▶ **Collected data entries**:
________________________________________
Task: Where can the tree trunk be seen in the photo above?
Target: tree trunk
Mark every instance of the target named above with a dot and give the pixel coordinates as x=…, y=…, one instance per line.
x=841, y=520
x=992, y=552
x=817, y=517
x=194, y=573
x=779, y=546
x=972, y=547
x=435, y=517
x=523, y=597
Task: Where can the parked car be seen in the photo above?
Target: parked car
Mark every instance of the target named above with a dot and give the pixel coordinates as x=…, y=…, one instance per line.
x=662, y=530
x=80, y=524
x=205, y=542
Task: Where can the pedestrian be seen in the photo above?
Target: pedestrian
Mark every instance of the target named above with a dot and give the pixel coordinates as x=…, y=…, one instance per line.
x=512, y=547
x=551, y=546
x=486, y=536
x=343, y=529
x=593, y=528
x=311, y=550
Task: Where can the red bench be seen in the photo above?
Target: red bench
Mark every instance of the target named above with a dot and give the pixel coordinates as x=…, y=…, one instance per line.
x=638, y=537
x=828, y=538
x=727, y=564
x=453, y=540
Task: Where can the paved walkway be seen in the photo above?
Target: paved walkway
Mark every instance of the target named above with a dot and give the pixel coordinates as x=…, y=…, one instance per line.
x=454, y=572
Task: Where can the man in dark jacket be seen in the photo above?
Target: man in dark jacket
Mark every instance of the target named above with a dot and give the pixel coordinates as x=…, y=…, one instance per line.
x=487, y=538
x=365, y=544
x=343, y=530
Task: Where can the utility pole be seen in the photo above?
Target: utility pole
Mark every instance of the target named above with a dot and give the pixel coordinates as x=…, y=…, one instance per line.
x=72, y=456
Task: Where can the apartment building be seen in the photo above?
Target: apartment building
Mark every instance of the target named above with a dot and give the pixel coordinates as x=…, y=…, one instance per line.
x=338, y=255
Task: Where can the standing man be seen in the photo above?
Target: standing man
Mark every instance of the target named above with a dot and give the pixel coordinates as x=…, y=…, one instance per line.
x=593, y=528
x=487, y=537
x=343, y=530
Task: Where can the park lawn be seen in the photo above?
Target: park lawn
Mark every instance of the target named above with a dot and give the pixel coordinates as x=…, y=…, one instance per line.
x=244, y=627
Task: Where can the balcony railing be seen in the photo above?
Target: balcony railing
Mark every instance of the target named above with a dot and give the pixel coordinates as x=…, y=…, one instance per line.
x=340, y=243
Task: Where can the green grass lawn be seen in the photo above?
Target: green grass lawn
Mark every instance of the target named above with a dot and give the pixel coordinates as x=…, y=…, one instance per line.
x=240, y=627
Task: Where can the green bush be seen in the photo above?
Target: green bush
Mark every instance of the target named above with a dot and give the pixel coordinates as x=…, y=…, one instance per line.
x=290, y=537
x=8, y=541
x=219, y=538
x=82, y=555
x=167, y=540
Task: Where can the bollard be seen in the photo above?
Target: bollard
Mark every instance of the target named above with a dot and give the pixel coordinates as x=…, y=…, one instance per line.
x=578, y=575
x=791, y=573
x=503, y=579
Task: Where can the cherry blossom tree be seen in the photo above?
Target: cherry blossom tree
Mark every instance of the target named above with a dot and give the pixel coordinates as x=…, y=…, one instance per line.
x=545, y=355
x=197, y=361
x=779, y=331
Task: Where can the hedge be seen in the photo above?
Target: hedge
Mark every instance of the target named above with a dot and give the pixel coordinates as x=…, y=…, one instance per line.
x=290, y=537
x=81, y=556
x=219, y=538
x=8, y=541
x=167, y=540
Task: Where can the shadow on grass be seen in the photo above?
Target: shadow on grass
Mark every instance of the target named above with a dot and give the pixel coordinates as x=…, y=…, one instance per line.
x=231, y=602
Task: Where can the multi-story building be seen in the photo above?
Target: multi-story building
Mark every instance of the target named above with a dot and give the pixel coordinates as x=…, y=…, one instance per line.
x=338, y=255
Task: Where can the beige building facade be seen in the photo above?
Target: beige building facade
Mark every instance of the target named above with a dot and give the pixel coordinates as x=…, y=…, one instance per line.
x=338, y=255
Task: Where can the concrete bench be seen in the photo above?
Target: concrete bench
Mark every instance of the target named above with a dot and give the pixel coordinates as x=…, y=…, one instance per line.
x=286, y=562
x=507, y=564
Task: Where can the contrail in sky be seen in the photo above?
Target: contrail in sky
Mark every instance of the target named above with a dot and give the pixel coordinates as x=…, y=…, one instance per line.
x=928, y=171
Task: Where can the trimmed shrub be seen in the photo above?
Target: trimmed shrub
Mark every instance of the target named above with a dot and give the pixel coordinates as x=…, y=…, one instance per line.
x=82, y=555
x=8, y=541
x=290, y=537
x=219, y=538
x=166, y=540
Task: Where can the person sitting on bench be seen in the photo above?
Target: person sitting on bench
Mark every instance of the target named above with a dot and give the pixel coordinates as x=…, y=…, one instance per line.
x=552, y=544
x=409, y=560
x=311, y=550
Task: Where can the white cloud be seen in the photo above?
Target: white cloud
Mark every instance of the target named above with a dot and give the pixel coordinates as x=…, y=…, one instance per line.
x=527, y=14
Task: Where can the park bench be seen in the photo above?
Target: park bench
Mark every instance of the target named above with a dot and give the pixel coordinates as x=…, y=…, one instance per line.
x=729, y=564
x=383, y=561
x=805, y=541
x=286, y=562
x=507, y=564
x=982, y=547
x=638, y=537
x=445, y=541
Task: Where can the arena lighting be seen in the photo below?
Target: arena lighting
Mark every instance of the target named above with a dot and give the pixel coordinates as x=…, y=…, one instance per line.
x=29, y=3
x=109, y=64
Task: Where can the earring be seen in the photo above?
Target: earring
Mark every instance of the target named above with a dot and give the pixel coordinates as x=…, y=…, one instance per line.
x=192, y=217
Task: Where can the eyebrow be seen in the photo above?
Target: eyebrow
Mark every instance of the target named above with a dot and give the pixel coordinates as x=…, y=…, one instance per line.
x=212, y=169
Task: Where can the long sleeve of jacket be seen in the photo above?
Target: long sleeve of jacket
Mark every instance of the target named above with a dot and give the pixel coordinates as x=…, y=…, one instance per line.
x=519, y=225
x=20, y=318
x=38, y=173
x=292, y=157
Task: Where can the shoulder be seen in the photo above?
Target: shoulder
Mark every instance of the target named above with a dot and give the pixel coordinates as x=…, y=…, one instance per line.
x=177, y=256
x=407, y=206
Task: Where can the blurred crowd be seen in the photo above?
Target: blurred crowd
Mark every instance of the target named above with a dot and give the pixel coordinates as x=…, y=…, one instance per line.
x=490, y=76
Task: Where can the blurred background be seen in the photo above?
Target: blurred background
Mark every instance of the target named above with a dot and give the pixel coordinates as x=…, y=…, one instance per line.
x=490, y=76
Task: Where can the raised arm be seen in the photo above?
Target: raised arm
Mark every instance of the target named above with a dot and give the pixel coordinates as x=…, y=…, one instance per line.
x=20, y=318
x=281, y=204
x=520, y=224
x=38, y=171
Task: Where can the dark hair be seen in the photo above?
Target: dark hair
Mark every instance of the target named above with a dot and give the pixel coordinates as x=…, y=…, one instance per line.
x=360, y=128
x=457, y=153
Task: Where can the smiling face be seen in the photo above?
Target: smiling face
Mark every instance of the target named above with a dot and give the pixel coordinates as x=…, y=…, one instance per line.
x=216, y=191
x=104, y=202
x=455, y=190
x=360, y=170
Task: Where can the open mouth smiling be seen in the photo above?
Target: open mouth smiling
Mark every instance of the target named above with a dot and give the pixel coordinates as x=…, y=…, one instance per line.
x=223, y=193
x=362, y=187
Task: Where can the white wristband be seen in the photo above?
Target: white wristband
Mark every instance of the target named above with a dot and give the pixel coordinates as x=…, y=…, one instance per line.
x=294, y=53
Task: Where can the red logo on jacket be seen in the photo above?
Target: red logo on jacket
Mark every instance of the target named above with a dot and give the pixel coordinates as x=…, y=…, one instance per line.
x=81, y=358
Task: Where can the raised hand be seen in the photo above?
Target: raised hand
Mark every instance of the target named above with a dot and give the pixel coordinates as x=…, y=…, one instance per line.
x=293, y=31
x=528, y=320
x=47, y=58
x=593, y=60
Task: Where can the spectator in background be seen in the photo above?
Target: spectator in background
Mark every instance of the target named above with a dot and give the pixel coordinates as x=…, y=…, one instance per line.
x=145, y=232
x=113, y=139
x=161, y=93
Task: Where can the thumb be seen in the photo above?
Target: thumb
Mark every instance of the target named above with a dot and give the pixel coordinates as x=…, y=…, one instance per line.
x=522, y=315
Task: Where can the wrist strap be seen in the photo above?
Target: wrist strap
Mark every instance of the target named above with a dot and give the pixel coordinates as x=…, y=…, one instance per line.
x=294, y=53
________________________________________
▶ **WHAT THE TASK REQUIRES**: Search the records above for the string "bush" and copy each line that holds it.

▶ **ANSWER BOX**:
Task: Where can the green bush be seen in the photo above?
Target: green bush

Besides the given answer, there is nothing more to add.